▶ Instrucción dada A
¿Puedes extraer de las entradas todas las líneas que contienen la palabra "leaf"?
▶ Instrucción dada B
¿Cómo seguiría el texto sobre el golpe del 23-F? Continúalo a partir de su última oración.

Y, por último, es absolutamente improbable que en un golpe militar el
presunto jefe de los golpistas lleve en el bolsillo de su uniforme una lista
de su futuro gobierno (para hacerla pública si triunfa la asonada) formado
curiosamente no por militares o civiles golpistas de su entorno sino por políticos
pertenecientes a partidos del propio sistema contra el que se está actuando
ilegalmente.
Visto todo lo anterior, que además es de elemental sentido común, resulta
meridianamente obvio que aquí el famoso 23-F, del que ahora se acaba de
cumplir su vigésimo aniversario, no tuvo nada que ver con una verdadera y
tradicional intentona castrense; por mucho que se intente zanjar la cuestión
apoyándose en el incuestionable veredicto de los micrófonos de la radio o
las cámaras de televisión, en el carácter inestable y violento de Tejero o
en las chapuzas y traiciones de sus dos teóricos dirigentes: los generales
Armada y Milans del Bosch. Nada de eso es determinante. Además ni el antiguo
preceptor del Rey y luego secretario de su Casa, el todavía vivo marqués de
Santa Cruz de Rivadulla, ha sido nunca un tonto de capirote, un loco
visionario, un irresponsable o un traidor (más bien todo lo contrario) ni el
ex capitán general de Valencia (uno de los generales con más carisma dentro
del ejército franquista) tuvo nunca sus neuronas profesionales al nivel de
las de un pobre cabo furriel.
Si ambos montaron al alimón un complejo tinglado político-militar al margen
de la Constitución (que fue en definitiva lo que salió a la luz el 23-F)
para salvar la corona española (los dos eran fervientes monárquicos) fue
pura y simplemente porque su señor, el rey Juan Carlos, perfectamente
enterado tanto por ellos mismos como por los servicios de Inteligencia del
estado (CESID) y la cúpula militar (JUJEM) del operativo golpista (éste si
de verdad) que preparaban para principios de mayo los militares más radicales
de la extrema derecha española, les pidió con urgencia la puesta en marcha
de esa maniobra; que debería desactivar, cuanto antes y como fuese, ese
peligro real y absoluto que amenazaba en primer lugar a su propia persona, y
después a su corona, y, por último, al régimen de libertades instaurado
trabajosamente en España a partir del 20 de noviembre de 1975.
La operación palaciega, consensuada con los principales partidos políticos y
con vocación de pasar por “constitucional”, salió mal entre otras cosas
porque su más alto valedor, el rey, víctima de un ataque de miedo
insuperable al enterarse por sus ayudantes de la barrabasada de Tejero en el
Congreso, se desmarcó inmediatamente de ella a través de un doloroso
“coitus castrensis interruptus” que dejó a sus fieles edecanes de palacio
y conseguidores reales, señores Armada y Milans, con el trasero al aire, con
el plumero de sus uniformes de gala bien visibles y, en definitiva,
perfectamente preparados psicológicamente para pasarse una larga temporada a
la sombra en alguna lóbrega prisión militar. Aunque hay que reconocer, en
honor a la verdad, que la chapuza borbónica resultó al final muy provechosa
para el sistema democrático español y para desmontar de una vez el
franquismo latente en los cuarteles.

▶ Material proporcionado
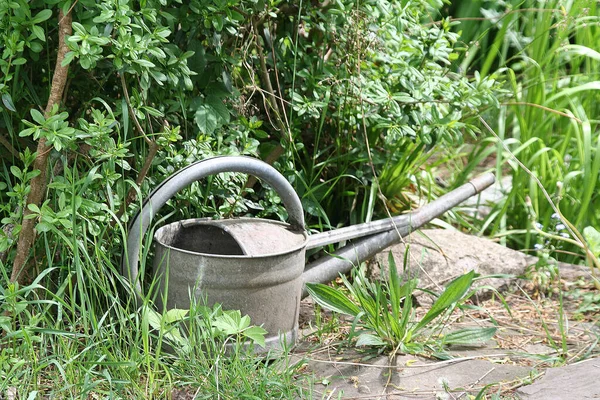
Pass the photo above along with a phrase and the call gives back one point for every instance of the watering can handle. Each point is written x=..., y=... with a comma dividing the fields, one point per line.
x=192, y=173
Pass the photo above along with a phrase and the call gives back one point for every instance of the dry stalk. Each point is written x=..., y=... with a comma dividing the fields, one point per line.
x=39, y=183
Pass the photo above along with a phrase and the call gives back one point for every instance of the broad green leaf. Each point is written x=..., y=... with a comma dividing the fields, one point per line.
x=368, y=339
x=68, y=58
x=144, y=63
x=220, y=109
x=595, y=85
x=331, y=299
x=582, y=51
x=592, y=237
x=256, y=334
x=16, y=171
x=37, y=116
x=42, y=16
x=7, y=101
x=470, y=336
x=153, y=318
x=175, y=314
x=206, y=118
x=455, y=290
x=38, y=31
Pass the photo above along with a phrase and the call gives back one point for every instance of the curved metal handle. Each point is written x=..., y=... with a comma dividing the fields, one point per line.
x=192, y=173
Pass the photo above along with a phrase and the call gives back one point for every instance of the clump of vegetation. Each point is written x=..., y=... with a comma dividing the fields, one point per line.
x=101, y=100
x=383, y=312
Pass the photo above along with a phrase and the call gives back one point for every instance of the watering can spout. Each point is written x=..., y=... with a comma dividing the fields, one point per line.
x=387, y=232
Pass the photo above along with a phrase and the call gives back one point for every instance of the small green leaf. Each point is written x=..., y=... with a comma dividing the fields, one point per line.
x=216, y=102
x=174, y=315
x=33, y=208
x=206, y=119
x=144, y=63
x=454, y=292
x=37, y=116
x=256, y=334
x=42, y=16
x=7, y=101
x=43, y=227
x=470, y=336
x=368, y=339
x=38, y=32
x=592, y=237
x=68, y=58
x=332, y=299
x=16, y=171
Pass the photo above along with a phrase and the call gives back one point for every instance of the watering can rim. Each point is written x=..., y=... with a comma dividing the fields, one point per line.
x=293, y=249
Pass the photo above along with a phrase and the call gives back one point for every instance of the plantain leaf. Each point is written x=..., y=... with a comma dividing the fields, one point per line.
x=256, y=334
x=174, y=315
x=470, y=336
x=332, y=299
x=455, y=290
x=368, y=339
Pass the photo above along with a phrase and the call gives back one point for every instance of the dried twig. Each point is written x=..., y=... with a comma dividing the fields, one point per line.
x=39, y=183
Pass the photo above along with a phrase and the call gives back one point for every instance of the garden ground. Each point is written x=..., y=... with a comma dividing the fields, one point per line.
x=535, y=353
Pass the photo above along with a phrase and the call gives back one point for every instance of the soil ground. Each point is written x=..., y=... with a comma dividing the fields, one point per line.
x=530, y=341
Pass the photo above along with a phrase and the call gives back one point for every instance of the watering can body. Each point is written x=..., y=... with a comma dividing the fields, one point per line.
x=247, y=264
x=253, y=265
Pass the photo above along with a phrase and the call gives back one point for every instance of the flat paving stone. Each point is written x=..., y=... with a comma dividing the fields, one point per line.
x=576, y=381
x=410, y=377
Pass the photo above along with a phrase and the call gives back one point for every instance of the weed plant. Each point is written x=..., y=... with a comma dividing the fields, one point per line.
x=383, y=313
x=56, y=344
x=549, y=52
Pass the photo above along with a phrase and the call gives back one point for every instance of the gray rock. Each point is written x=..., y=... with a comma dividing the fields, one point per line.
x=440, y=255
x=576, y=381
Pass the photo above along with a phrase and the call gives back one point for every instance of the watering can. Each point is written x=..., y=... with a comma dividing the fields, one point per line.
x=256, y=265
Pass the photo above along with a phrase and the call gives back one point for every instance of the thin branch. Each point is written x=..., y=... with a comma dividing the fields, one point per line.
x=37, y=193
x=4, y=141
x=132, y=112
x=153, y=150
x=563, y=114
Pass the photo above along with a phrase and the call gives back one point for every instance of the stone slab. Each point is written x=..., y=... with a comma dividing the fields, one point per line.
x=576, y=381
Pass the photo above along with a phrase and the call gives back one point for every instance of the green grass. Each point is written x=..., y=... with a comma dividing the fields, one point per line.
x=549, y=119
x=75, y=333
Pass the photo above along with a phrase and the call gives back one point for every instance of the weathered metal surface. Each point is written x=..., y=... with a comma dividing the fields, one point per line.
x=237, y=274
x=261, y=279
x=194, y=172
x=328, y=267
x=253, y=265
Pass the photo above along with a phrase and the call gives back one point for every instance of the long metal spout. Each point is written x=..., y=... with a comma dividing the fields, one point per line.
x=328, y=268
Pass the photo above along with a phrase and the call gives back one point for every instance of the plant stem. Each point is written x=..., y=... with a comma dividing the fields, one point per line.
x=152, y=151
x=39, y=183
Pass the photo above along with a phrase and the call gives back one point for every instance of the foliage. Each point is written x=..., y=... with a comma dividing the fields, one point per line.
x=52, y=346
x=384, y=312
x=330, y=92
x=549, y=120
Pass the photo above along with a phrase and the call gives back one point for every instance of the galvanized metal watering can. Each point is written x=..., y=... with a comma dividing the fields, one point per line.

▶ Resultado obtenido A
Pass the photo above along with a phrase and the call gives back one point for every instance of the broad green leaf. Each point is written x=..., y=... with a comma dividing the fields, one point per line.
Pass the photo above along with a phrase and the call gives back one point for every instance of the small green leaf. Each point is written x=..., y=... with a comma dividing the fields, one point per line.
Pass the photo above along with a phrase and the call gives back one point for every instance of the plantain leaf. Each point is written x=..., y=... with a comma dividing the fields, one point per line.

▶ Resultado obtenido B
Esto fue así, por mucho que durante veinte años a los españoles de a pie se
les haya venido contando una historieta de buenos y malos, demócratas y
fascistas, de militares y civiles, de vencedores y vencidos, de militares
golpistas nostálgicos del anterior régimen (que los había y muchos pero que
no llegaron a actuar afortunadamente ese emblemático día de febrero de 1981)
bastante chapuceros y, sobre todo, de un señor con corona, valeroso e
inteligente como pocos (aunque luego se ha sabido que su santa esposa lo pilló
llorando a moco tendido en el dormitorio después de lo de Tejero),
curiosamente vestido de general del ejército español como los presuntos
cabecillas del evento que, con un breve (aunque tardío) mensaje televisado
lograría salvar “in extremis” al Estado de una nueva dictadura militar.
Desde luego, la desfachatez de los políticos, de los que gobiernan, de los
poderes fácticos del sistema, de sus lacayos, de sus cipayos, de sus
altavoces mediáticos, de su subordinados de toda su laya… no tiene límites;
como tampoco los tiene la credulidad y la excesiva bondad de tantos confiados
ciudadanos intoxicados sin rechistar por la propaganda oficial.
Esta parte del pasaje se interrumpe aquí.